++++ RECORDS SUPPLIED ++++

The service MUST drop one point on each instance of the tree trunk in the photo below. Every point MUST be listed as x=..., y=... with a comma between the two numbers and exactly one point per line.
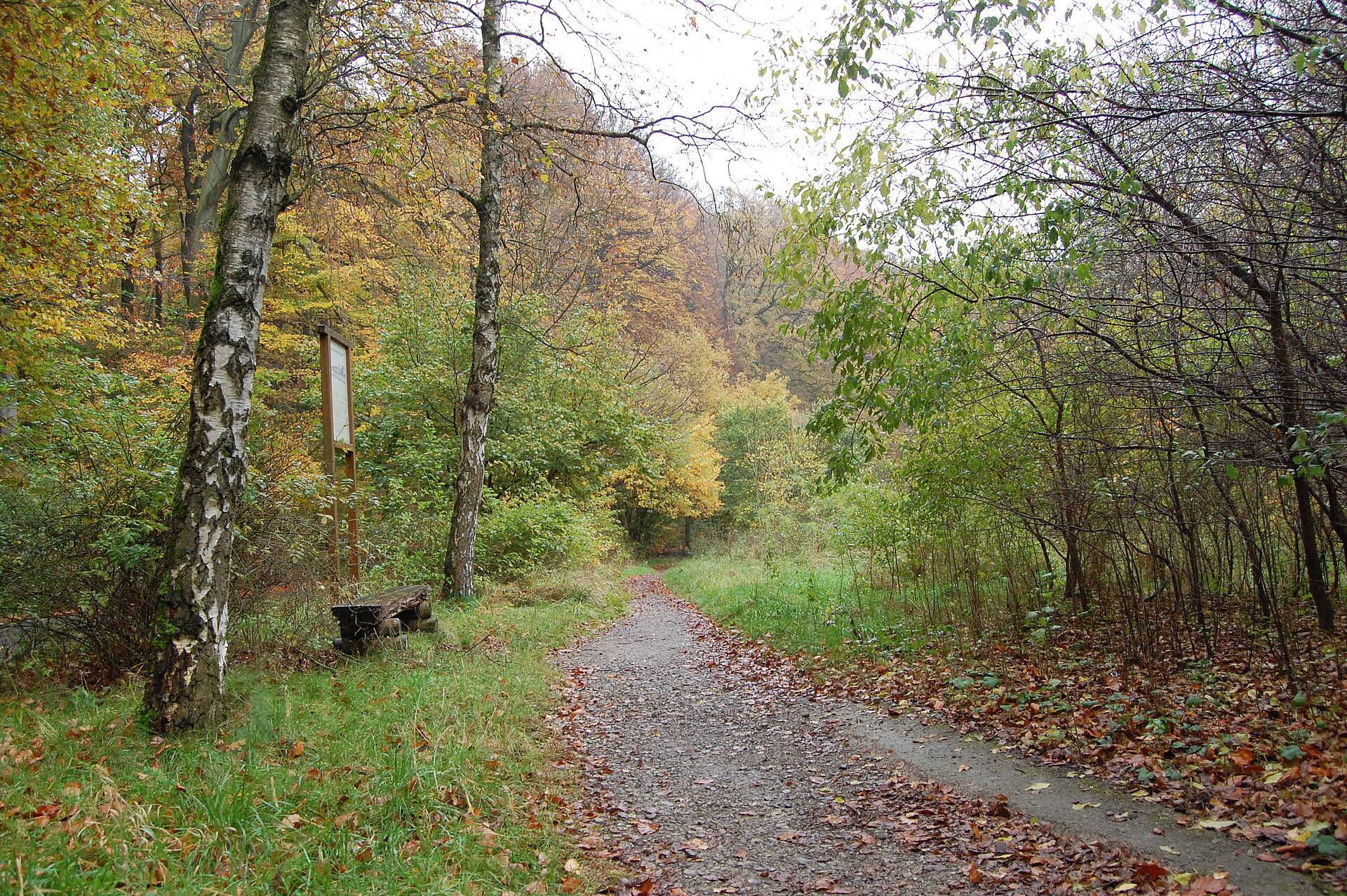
x=189, y=676
x=1292, y=414
x=481, y=385
x=206, y=187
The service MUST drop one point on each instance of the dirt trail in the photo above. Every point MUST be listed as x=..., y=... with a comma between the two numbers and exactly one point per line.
x=724, y=779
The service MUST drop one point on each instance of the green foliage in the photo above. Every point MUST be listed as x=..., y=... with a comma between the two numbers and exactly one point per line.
x=403, y=773
x=86, y=481
x=522, y=537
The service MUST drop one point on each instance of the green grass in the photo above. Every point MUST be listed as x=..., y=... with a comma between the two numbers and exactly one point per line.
x=421, y=773
x=810, y=608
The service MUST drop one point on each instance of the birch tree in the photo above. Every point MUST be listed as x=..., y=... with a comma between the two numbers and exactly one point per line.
x=187, y=679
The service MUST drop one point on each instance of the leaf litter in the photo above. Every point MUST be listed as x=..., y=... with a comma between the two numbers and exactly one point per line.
x=714, y=765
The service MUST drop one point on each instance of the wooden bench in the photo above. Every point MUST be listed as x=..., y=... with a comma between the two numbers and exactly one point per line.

++++

### DIRECTIVE
Turn all the rows above into a numbered list with one line per item, skipping any blank lines. Leave the pictures out.

### RESPONSE TO THE TASK
1. The service MUST drop one point on each instance of the tree trunk in the photo below. Every point MUST be listed as x=..., y=... with a comma between the two numbers and exactly one point per line.
2. x=189, y=676
3. x=1292, y=414
4. x=481, y=385
5. x=206, y=187
6. The service MUST drop one point on each instance of the dirt trail in the photo above. Every point MUST be listed as x=..., y=... with a comma between the two numbers and exactly one point per line.
7. x=724, y=779
8. The service MUST drop one point on each instance of the green foliage in the photo above. Every point MUST be listed as x=..., y=... with a comma between the two numbers and exactly one point per line.
9. x=403, y=773
10. x=86, y=481
11. x=522, y=537
12. The service MUST drop one point on each instance of the green grass in the photo above. Every point MUST be listed as x=..., y=... with a comma between the two numbers and exactly one point per line.
13. x=421, y=773
14. x=810, y=608
15. The service MUST drop one point on each instance of the birch tree in the photo above. Every point MUST be listed as x=..., y=... with a comma between the two numbers and exactly one point per line.
16. x=187, y=679
17. The service MUST drop one point on each instance of the leaf litter in the photo above. Every point MUST be listed as x=..., y=... with a comma between the two numbers and exactly one point per line.
18. x=714, y=765
19. The service MUST drop one point on each instance of the wooden bench in the photo above. Every point MUST be listed as x=..., y=... with a comma between the two numbers and exactly one point per line.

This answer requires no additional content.